--- Excerpted text ---
◆ ◆ ◆ ◆
One lonely traveler in Louisville & a cowboy's act of kindness on New Year's Eve
[Dec 31, 2021: Fadi BouKaram]
Fadi BouKaram sitting on his RV. (CREDIT: Fadi BouKaram)
I arrived in Louisville on New Year’s Eve of 2016. I had taken off from Lebanon, Pennsylvania, a few days prior, heading to Kentucky to visit Lebanon in Marion County and Lebanon Junction in Bullitt County.
This was my itinerary to visit all of America’s Lebanons in my RV. It had been a great trip thus far. Until the holidays, that is. See, I had never been alone on Christmas; I always spent it with my family.
As a kid, it was with my parents, brother and sister in Lebanon, the country, where I’m from. In graduate school in San Francisco, it was spent with my aunt and cousins.
But in 2016, I was by myself and none too happy about it. I flirted with the idea of decorating the RV with a small tree or some hanging lights to feel some of the season’s spirit. But I quickly dismissed the thought because I had very little patience for putting up decorations and, more important, even less patience for taking them down. Six years earlier, to entice my family – which now included a 6-month-old nephew and Godson – to spend Christmas Eve at my place, I conceded and bought a tree, with decorations, lights and a wreath pinned on the front door. But when Easter came a few months later and my apartment still looked like December, I knew this would be the last time I tried decorating.
Fast forward to 2016 when my Grinchy self had just arrived to Louisville. I drove to Walmart to park there for the night, as I usually did on my trip, aiming to go to bed early and welcome the new year as if it were just another day.
But by 11 p.m. or so, I had woken up to the sound of fireworks. It dawned on me that perhaps I didn’t want to spend New Year’s Eve by myself after all. So I went to the nearby Waffle House on Dixie Highway. It might seem like an odd destination to ring the new year, but I liked the food there and the servers were always nice. Being greeted with “what would you like, sweetie?” is all it takes sometimes.
A minute after sitting down, there was a loud metal screeching and a crash outside. A few of us patrons went out to see what was going on and it was a car accident. The police, firefighters and ambulance arrived right away. Thankfully, no one was seriously hurt.
◆ ◆ ◆ ◆
--- Dataset content ---
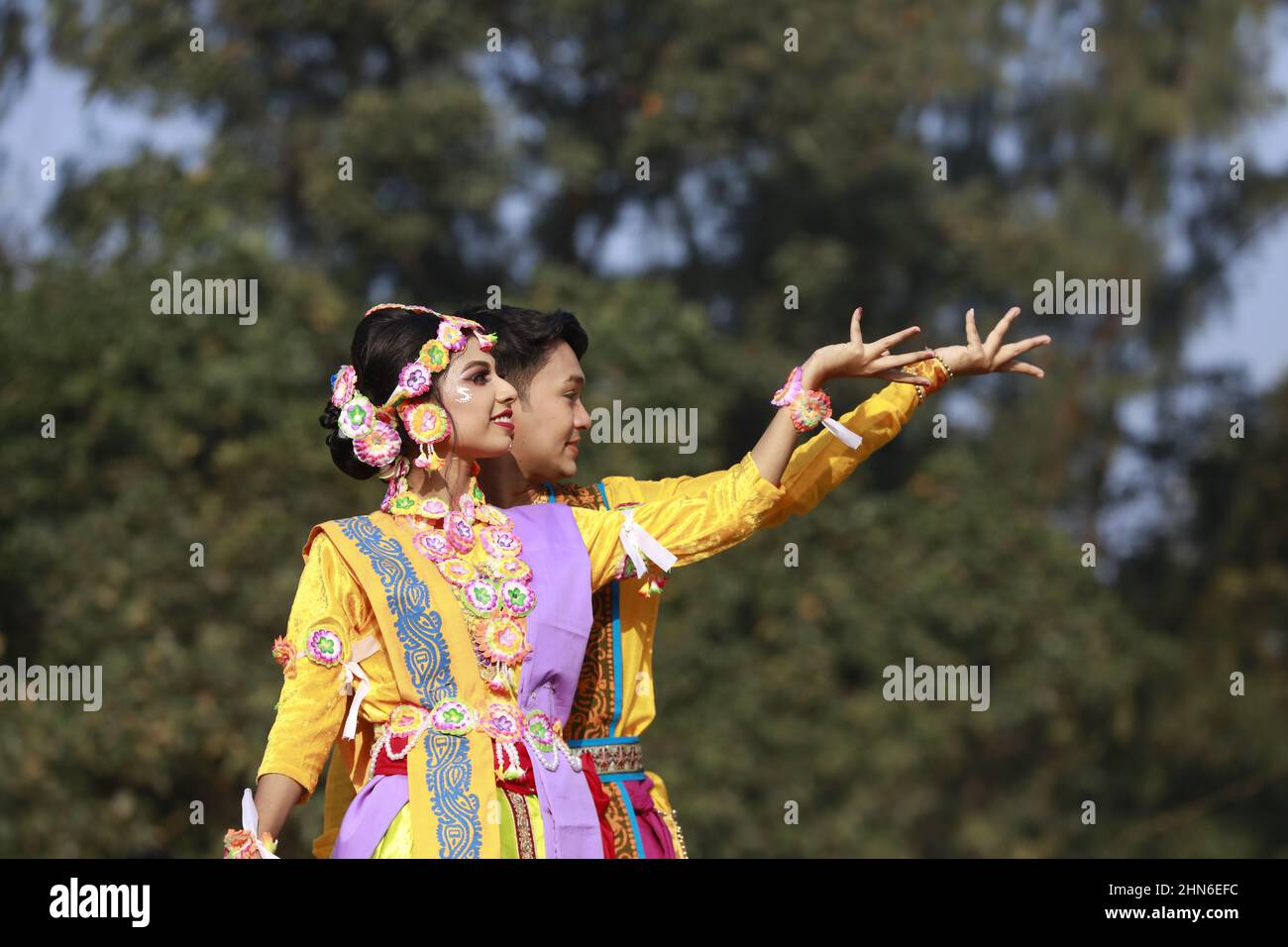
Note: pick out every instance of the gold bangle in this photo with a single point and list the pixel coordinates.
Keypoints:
(944, 367)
◆ ◆ ◆ ◆
--- Stated exercise 1 ---
Answer these from the Louisville story:
(a) On what date did the writer arrive in Louisville?
(b) Whom did the writer spend Christmas with during graduate school in San Francisco?
(c) Which restaurant did the writer go to after waking up, and on what road was it?
--- Stated exercise 2 ---
Please return the passage of the Louisville story between "One lonely traveler" and "with my family.", inclusive.
You can set the listing aside; it isn't needed.

--- Exercise response 1 ---
(a) New Year's Eve of 2016
(b) An aunt and cousins
(c) The Waffle House on Dixie Highway

--- Exercise response 2 ---
One lonely traveler in Louisville & a cowboy's act of kindness on New Year's Eve
[Dec 31, 2021: Fadi BouKaram]
Fadi BouKaram sitting on his RV. (CREDIT: Fadi BouKaram)
I arrived in Louisville on New Year’s Eve of 2016. I had taken off from Lebanon, Pennsylvania, a few days prior, heading to Kentucky to visit Lebanon in Marion County and Lebanon Junction in Bullitt County.
This was my itinerary to visit all of America’s Lebanons in my RV. It had been a great trip thus far. Until the holidays, that is. See, I had never been alone on Christmas; I always spent it with my family.